>> Begin PROVIDED DATA
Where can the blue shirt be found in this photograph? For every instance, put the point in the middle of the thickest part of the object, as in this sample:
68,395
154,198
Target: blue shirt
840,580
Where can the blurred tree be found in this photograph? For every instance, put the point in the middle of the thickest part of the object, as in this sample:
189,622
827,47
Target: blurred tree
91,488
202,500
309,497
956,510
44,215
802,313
>> End PROVIDED DATA
(INSTRUCTIONS TO FOLLOW)
Rescale the listing from the line containing "Where can the blurred" through the end of the listing, inclusive, and rewrite only those lines. Multiply each answer point coordinate by 1.95 and round to whole numbers, with halves rounding up. Keep the request text and its sample numbers unchanged.

(WRITTEN ANSWER)
Where can the blurred tree be found in this photograph? For every instance, put the point in the middle of the thickest part of the object, as in this sample:
189,622
827,47
Target: blurred tree
177,952
394,975
603,969
1864,995
86,419
1564,610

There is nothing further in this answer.